PROMPT: The line containing "Query: wooden walkway" marks the start, and the last line of the records below marks the end. Print that run exactly and nothing else.

----

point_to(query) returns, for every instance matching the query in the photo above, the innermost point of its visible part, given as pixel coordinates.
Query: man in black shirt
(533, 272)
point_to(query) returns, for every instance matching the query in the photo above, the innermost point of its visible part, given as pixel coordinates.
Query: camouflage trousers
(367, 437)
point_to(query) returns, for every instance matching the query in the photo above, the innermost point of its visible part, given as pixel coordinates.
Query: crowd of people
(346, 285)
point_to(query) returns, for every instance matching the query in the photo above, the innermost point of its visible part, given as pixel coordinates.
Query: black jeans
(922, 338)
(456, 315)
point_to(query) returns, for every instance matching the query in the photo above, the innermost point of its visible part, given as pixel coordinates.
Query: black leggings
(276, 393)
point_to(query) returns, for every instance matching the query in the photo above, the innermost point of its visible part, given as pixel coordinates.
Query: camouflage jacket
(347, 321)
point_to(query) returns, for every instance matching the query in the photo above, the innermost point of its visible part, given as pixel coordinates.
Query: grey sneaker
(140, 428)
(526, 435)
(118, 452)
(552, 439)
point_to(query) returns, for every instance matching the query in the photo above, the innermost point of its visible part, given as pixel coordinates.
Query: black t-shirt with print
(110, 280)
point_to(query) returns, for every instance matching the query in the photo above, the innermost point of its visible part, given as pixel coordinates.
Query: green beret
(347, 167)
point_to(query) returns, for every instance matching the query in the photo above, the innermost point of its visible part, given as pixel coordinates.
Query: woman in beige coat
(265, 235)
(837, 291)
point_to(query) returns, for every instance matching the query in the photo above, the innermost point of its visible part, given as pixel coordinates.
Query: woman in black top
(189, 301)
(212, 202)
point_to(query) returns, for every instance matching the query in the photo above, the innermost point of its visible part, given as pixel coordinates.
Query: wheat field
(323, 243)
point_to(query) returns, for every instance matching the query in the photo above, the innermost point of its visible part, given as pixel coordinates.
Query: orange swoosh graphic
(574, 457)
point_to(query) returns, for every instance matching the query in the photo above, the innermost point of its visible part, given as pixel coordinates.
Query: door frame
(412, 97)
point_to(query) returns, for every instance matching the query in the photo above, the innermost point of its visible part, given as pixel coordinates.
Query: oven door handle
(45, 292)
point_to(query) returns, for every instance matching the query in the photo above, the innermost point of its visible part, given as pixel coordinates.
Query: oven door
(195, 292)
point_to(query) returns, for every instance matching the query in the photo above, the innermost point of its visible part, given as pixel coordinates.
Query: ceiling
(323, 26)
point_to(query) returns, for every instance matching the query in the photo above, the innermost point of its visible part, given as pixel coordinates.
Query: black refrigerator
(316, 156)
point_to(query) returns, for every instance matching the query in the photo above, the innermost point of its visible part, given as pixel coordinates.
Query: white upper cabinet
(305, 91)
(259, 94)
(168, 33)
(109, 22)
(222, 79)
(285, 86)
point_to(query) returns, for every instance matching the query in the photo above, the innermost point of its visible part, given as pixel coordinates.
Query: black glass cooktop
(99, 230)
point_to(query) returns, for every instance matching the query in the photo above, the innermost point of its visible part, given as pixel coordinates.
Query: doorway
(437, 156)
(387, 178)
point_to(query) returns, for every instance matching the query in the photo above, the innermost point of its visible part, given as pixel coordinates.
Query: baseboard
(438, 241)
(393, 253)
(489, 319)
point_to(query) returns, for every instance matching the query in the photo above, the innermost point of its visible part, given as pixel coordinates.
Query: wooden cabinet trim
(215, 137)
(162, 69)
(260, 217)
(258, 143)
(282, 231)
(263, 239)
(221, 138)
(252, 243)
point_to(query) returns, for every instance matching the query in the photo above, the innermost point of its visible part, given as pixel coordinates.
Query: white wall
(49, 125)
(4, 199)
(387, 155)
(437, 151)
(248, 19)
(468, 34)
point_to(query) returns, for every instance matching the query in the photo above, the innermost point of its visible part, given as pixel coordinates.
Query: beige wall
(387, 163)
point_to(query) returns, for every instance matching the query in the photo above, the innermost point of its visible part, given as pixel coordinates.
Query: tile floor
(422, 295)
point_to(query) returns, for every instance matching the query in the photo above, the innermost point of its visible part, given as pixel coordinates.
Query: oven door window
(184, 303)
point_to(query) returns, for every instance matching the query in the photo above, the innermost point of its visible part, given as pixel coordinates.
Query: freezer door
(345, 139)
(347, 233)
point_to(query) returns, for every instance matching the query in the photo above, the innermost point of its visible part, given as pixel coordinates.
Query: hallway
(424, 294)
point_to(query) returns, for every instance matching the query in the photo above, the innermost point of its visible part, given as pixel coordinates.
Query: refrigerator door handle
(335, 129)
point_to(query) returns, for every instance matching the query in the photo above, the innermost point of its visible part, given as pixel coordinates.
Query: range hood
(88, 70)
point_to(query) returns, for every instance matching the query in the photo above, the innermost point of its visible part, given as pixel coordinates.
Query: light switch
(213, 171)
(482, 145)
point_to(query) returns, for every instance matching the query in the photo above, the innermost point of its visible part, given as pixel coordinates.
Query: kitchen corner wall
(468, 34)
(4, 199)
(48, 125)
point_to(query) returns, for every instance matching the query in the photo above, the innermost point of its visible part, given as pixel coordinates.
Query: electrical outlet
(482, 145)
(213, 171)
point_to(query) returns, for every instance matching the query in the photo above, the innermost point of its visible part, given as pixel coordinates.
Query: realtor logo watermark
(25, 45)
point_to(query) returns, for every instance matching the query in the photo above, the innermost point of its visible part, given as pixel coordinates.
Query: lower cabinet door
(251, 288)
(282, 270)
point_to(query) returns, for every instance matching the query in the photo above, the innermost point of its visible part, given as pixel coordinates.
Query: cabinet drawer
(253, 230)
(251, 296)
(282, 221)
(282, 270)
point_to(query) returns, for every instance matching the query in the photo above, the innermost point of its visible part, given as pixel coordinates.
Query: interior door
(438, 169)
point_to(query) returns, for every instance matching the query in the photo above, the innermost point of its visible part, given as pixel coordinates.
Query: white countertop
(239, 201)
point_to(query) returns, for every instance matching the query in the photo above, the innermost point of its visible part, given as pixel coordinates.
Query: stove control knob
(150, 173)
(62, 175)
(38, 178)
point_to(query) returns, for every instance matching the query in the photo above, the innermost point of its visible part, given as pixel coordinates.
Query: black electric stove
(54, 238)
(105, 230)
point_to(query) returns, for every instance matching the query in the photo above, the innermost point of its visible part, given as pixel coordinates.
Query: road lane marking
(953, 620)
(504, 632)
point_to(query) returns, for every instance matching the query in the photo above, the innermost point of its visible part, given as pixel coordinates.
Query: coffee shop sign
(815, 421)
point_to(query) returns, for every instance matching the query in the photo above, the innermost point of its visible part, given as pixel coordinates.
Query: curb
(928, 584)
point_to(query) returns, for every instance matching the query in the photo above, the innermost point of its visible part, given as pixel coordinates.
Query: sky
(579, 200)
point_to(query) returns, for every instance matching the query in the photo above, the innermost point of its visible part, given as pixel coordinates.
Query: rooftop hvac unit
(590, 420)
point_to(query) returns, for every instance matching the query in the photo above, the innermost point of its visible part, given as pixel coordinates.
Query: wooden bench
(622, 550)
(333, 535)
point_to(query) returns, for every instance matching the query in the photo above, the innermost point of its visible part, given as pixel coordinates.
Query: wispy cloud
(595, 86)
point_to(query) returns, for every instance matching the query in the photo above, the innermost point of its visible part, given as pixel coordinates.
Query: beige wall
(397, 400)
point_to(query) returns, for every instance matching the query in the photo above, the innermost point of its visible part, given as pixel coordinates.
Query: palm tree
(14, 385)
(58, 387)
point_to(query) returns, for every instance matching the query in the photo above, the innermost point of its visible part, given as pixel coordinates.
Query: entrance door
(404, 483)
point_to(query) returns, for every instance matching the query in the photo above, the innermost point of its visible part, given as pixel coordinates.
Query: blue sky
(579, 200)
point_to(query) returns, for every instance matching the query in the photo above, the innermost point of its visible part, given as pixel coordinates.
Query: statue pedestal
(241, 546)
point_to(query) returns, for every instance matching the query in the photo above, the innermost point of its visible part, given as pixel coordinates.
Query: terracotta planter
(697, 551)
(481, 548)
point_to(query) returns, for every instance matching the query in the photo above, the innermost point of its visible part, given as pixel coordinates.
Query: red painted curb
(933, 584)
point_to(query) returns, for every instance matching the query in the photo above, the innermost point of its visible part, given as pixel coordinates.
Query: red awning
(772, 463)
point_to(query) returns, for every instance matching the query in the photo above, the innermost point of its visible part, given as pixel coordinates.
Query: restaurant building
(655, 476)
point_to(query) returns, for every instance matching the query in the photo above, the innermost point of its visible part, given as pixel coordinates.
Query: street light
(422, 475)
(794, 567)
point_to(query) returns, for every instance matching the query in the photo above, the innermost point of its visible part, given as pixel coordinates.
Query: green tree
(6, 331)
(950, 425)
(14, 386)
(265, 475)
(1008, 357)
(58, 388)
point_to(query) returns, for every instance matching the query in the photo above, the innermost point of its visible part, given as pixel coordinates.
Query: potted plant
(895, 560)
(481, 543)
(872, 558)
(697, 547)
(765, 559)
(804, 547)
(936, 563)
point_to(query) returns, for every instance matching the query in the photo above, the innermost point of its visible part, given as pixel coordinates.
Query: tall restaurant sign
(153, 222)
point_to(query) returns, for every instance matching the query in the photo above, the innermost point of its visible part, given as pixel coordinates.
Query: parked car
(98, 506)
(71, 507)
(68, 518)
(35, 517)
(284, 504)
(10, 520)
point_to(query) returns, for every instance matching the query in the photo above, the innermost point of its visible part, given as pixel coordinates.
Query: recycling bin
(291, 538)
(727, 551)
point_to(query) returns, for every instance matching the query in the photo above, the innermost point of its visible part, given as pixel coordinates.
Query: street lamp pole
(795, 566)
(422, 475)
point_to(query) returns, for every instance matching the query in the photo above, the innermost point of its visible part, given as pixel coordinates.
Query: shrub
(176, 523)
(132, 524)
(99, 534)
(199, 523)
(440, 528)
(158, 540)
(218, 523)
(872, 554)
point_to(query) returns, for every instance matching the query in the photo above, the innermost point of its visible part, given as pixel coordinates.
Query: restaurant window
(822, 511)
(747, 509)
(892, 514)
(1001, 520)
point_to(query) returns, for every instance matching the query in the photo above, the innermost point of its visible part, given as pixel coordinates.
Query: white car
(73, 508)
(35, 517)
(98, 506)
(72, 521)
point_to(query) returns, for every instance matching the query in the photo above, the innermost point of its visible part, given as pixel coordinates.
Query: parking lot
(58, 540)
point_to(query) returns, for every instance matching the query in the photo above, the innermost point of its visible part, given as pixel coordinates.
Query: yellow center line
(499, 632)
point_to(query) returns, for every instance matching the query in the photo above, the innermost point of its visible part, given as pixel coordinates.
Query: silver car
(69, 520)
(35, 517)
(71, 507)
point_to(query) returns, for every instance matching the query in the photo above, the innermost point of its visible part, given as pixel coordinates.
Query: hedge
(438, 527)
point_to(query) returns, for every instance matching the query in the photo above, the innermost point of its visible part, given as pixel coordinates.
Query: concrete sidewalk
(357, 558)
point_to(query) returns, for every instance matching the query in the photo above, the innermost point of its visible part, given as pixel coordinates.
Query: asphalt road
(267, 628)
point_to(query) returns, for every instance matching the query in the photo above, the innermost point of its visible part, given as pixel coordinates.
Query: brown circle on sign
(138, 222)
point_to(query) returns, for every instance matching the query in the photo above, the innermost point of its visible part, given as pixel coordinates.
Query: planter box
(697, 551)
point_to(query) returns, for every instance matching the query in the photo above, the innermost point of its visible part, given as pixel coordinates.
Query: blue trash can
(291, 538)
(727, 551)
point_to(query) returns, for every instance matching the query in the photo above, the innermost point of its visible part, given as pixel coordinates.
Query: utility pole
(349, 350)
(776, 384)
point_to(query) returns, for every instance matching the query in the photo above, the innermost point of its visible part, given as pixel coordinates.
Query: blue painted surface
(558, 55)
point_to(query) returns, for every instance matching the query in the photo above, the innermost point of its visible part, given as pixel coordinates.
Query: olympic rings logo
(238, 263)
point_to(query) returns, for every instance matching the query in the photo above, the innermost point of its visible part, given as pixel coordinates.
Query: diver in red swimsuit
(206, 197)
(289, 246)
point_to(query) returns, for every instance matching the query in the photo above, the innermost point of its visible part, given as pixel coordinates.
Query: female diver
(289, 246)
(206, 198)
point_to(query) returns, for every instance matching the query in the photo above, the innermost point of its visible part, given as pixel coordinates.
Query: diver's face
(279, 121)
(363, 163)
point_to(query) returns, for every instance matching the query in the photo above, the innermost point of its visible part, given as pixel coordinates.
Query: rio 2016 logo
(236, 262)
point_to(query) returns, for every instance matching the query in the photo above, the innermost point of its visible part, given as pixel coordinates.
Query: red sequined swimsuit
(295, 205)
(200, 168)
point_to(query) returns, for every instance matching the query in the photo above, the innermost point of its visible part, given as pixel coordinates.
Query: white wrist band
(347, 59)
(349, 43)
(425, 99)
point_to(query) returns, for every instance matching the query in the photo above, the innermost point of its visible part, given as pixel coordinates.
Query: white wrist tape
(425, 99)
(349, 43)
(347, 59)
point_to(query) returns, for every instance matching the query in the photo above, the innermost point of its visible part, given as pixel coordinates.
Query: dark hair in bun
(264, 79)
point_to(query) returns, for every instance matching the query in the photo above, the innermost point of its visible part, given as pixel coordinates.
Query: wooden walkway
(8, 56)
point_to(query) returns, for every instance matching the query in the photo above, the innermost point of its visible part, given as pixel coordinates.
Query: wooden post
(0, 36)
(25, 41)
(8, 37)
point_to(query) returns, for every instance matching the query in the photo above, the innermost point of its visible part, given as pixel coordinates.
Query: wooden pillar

----

RESPONSE TO THE EXERCISE:
Query: wooden walkway
(8, 56)
point_to(query) returns, for every instance matching the query in the photo above, the innermost point of its visible part, given as pixel coordinates.
Query: wooden post
(0, 36)
(25, 41)
(8, 37)
point_to(query) returns, for every instance matching the query in the photo above, the innermost point of its visible part, given as pixel coordinates.
Query: wooden pillar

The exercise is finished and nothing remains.